What is expected:
Copy the records below exactly, leaving out any pictures.

Dataset extract:
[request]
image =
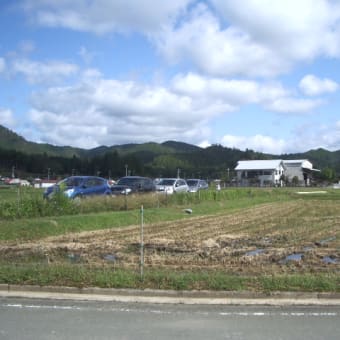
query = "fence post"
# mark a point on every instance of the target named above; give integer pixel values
(142, 244)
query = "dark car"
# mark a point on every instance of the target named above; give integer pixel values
(80, 186)
(197, 184)
(131, 184)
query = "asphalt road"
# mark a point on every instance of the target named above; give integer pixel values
(58, 319)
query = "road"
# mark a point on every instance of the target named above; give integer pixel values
(58, 319)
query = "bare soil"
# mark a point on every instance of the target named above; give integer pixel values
(299, 237)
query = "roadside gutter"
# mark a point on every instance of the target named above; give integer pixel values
(170, 296)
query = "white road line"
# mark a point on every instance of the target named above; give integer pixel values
(154, 311)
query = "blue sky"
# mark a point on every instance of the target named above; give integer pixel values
(256, 74)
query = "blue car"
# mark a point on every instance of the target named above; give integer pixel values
(80, 186)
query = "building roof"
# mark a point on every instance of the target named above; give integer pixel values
(271, 164)
(305, 163)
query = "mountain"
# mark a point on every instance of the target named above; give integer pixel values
(9, 140)
(153, 159)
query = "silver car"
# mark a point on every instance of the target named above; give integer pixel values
(172, 185)
(197, 184)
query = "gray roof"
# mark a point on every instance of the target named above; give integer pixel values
(271, 164)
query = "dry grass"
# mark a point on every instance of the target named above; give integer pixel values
(223, 242)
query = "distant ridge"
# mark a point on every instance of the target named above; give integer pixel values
(152, 153)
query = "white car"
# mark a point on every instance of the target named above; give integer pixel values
(172, 185)
(197, 184)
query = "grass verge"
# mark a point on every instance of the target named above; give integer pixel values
(82, 276)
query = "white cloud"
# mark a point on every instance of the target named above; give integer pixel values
(39, 72)
(293, 105)
(232, 94)
(266, 144)
(217, 51)
(279, 25)
(99, 111)
(313, 86)
(257, 38)
(108, 112)
(103, 16)
(305, 137)
(7, 117)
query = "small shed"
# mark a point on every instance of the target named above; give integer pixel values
(300, 170)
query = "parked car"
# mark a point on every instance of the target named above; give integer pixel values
(197, 184)
(172, 185)
(130, 184)
(80, 186)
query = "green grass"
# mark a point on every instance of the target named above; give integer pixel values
(109, 277)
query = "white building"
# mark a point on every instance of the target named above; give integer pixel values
(299, 171)
(262, 172)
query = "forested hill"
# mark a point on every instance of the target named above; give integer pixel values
(151, 159)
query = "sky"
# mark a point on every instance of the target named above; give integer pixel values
(251, 74)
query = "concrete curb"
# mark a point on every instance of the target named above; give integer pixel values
(170, 297)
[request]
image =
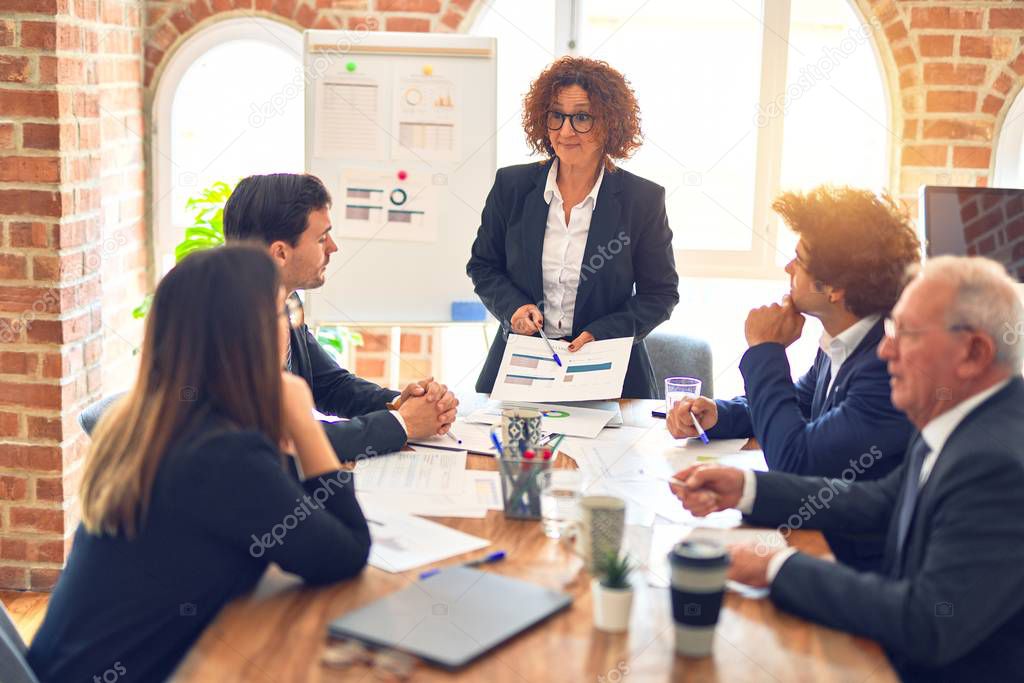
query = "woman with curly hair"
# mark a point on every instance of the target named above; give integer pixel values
(573, 244)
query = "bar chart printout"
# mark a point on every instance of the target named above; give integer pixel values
(594, 373)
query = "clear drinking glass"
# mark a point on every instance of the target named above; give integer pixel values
(560, 493)
(677, 388)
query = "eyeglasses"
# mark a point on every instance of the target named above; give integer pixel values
(582, 122)
(386, 664)
(293, 311)
(895, 334)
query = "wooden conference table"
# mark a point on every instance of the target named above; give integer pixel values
(278, 633)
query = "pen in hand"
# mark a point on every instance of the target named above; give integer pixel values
(551, 348)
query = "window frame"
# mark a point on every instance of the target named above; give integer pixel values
(165, 233)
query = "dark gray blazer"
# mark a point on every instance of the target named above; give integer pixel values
(371, 429)
(950, 606)
(628, 286)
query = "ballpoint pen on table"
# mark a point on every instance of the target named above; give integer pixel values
(700, 432)
(551, 348)
(496, 556)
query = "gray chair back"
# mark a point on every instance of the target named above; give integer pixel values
(13, 667)
(679, 355)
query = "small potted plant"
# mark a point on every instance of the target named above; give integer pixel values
(612, 593)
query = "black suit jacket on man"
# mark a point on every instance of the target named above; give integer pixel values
(371, 429)
(949, 606)
(848, 429)
(628, 285)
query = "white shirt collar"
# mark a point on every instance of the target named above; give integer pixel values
(937, 432)
(840, 347)
(551, 186)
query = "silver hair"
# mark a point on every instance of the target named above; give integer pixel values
(985, 299)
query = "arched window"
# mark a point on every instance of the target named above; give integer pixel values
(229, 102)
(739, 101)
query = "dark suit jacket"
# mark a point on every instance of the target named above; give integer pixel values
(371, 429)
(805, 430)
(628, 286)
(950, 606)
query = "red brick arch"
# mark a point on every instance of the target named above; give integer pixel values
(953, 69)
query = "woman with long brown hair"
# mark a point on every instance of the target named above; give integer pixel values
(184, 498)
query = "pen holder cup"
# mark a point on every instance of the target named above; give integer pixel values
(521, 481)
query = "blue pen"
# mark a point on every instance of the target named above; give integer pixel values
(551, 348)
(496, 556)
(700, 432)
(498, 444)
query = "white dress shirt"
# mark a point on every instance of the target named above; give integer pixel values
(935, 433)
(561, 261)
(840, 347)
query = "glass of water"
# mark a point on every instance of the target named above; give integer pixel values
(560, 492)
(677, 388)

Complete output:
[request]
image =
query = "fence post"
# mark a point on every instance of the target named above; give integer pixel values
(142, 244)
query = "dark car"
# mark a point on every instance of the target named above; give integer pixel values
(80, 186)
(197, 184)
(131, 184)
query = "asphalt road"
# mark a point on every instance of the target named above; give integer pixel values
(58, 319)
query = "road"
# mark a point on every instance of the target named above; give integer pixel values
(58, 319)
query = "bare soil"
# mark a point on every instance of the target named above; give integer pixel values
(299, 237)
query = "roadside gutter"
# mark a point on every instance of the target named above; give integer pixel values
(170, 296)
query = "white road line"
# mark a point on every instance of the target named above; give integer pixel values
(154, 311)
query = "blue sky"
# mark a point on every instance of the target named above; give integer pixel values
(256, 74)
query = "blue car"
# mark a point on every instance of the target named above; give integer pixel values
(80, 186)
query = "building roof"
# mark a point on every instance of the target named above; give integer pixel values
(271, 164)
(305, 163)
query = "mountain"
# mark a point on every instance of the target named above; give integer pixel values
(9, 140)
(153, 159)
query = "silver car"
# mark a point on every instance of the target named above; give integer pixel values
(172, 185)
(197, 184)
query = "gray roof"
# mark a point on every instance of the target named above; give integer pixel values
(271, 164)
query = "dry grass"
# mark a point on every instance of the target named above; give integer pixel values
(223, 242)
query = "distant ridge"
# mark a point on every instance of the target named above; give integer pixel values
(152, 153)
query = "white car"
# mark a point on every instance of the target named above; give integer pixel values
(172, 185)
(197, 184)
query = "grass verge"
# mark a point on every instance of the target named above; give integer pixel values
(82, 276)
query = "white cloud"
# mark a point on every instance of the target named above; give integer pixel values
(39, 72)
(293, 105)
(232, 94)
(266, 144)
(217, 51)
(279, 25)
(99, 111)
(313, 86)
(257, 38)
(108, 112)
(103, 16)
(305, 137)
(7, 117)
query = "small shed"
# mark a point on every instance of the target named above; give integer pixel values
(300, 170)
query = "parked car"
# mark a point on every instance of the target named above; give integer pixel values
(197, 184)
(172, 185)
(130, 184)
(80, 186)
query = "green grass"
# mark a point on every instance of the target named above; give integer pixel values
(109, 277)
query = "white building"
# mark a point on every instance of the target named above; give integer pixel values
(299, 171)
(262, 172)
query = "forested hill"
# mark a point on every instance of the target named above; give integer pixel values
(151, 159)
query = "sky"
# mark a point on every instance of the target named above; give integer pixel values
(251, 74)
query = "concrete curb"
# mark a point on every instance of the target named above; give integer pixel values
(170, 297)
[request]
image =
query = "woman with curly hair"
# mark a point on every instance of the target named above; give integer pixel values
(573, 244)
query = "bar chart printout"
# mark a point on every instance of the target named above; give integer pixel values
(594, 373)
query = "clear drinking glass"
# mark a point on every instance of the target named above; give integer pixel values
(560, 493)
(677, 388)
query = "eyeglasses"
# mark a point on every instance of the target named above; give integer pixel values
(582, 122)
(386, 664)
(293, 311)
(895, 334)
query = "wooden conference table"
# mark a point on every instance of the target named above; give integer pixel values
(278, 633)
query = "pen in hand"
# mark a point on every instance of the target named above; give integer pixel values
(551, 348)
query = "window frame"
# mark a point on every instance of the target named above; give integer pixel values
(165, 233)
query = "dark gray blazer"
# mark a point on every instance of the target named above; give integer pixel values
(371, 429)
(950, 606)
(628, 286)
query = "ballpoint pen on table"
# mark a point on every instance of the target named above; give integer pixel values
(700, 432)
(551, 348)
(496, 556)
query = "gray chair back"
# mark a point on every instance of the target named above; give integer pixel values
(13, 667)
(679, 355)
query = "small potted plant"
# mark a point on every instance of the target named above; give integer pixel values
(612, 593)
query = "black suit jacket on man"
# mark a point on every instance of the target named above; give integer pixel values
(371, 429)
(949, 606)
(848, 429)
(628, 285)
query = "white shirt collar"
# mark a point on every instance of the target named above; give integer pixel values
(937, 432)
(840, 347)
(551, 186)
query = "silver hair"
# mark a point on every instance of the target named above; give integer pixel values
(985, 299)
query = "arched window"
# mark a point on every instance of the target named above; give integer pixel values
(229, 102)
(739, 101)
query = "dark suit jacket"
# mark a point on every instance of the target named above; give integer pixel values
(371, 429)
(805, 430)
(628, 286)
(950, 606)
query = "red brick arch"
# mark a point on every instance of the target named above; give integer pixel values
(953, 69)
query = "woman with long brown hair"
# mark a point on every instance of the target named above; give integer pixel values
(184, 498)
query = "pen holder cup"
# mark a point on every instance of the target named above; give integer pixel values
(521, 481)
query = "blue pen"
# mark a point on every instance of the target named above; give integer pixel values
(551, 348)
(496, 556)
(700, 432)
(498, 444)
query = "white dress shirt"
# mark a point on every instance of the target named above; give integer pixel values
(935, 433)
(561, 261)
(840, 347)
query = "glass of water"
# mark a point on every instance of the target named above; give integer pixel values
(560, 492)
(677, 388)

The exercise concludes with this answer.